-- begin MATERIAL PROVIDED --
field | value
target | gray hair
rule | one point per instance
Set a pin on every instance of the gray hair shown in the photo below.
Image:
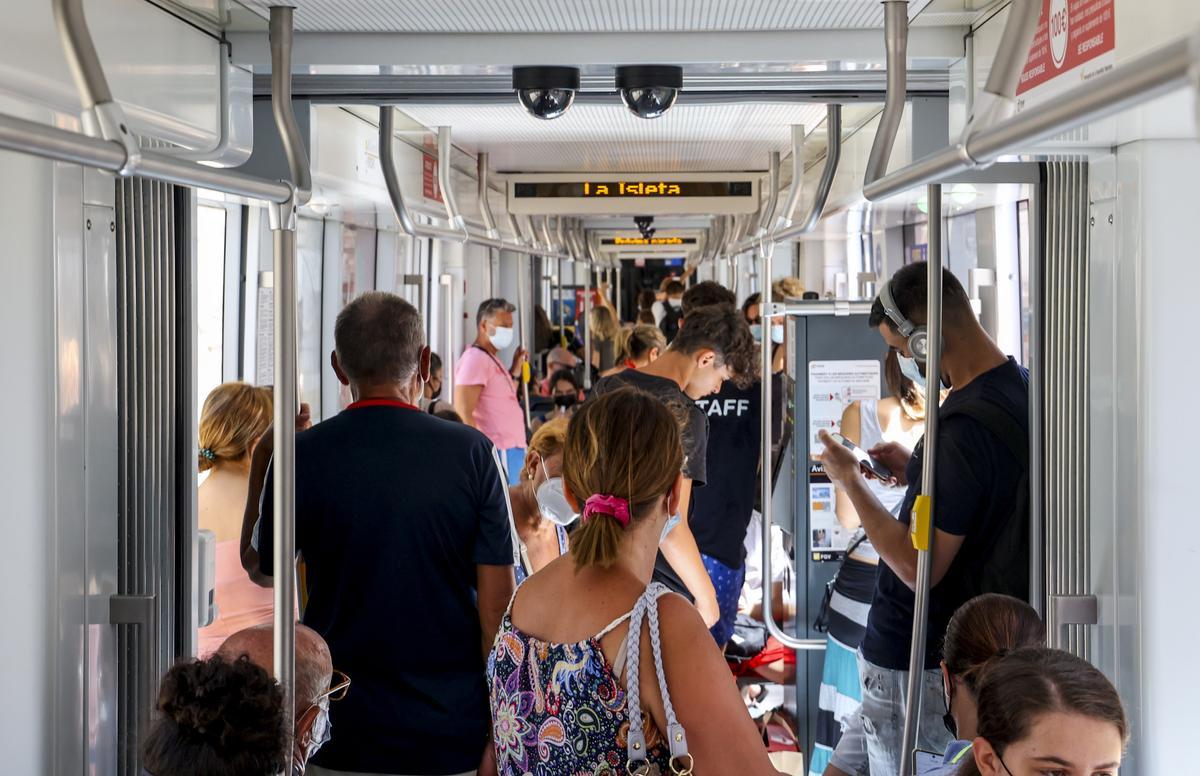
(490, 307)
(378, 337)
-- end MATERIAL PROVIDED --
### [THE TASK]
Rewrite the records with "gray hair" replaced by "silver hair" everywhere and nothing else changed. Leave out the pictures.

### [WORKED SOLUTION]
field | value
target | silver hair
rule | one point per instance
Set a pin on every instance of the silver hair shown in the photo below.
Image:
(490, 307)
(378, 337)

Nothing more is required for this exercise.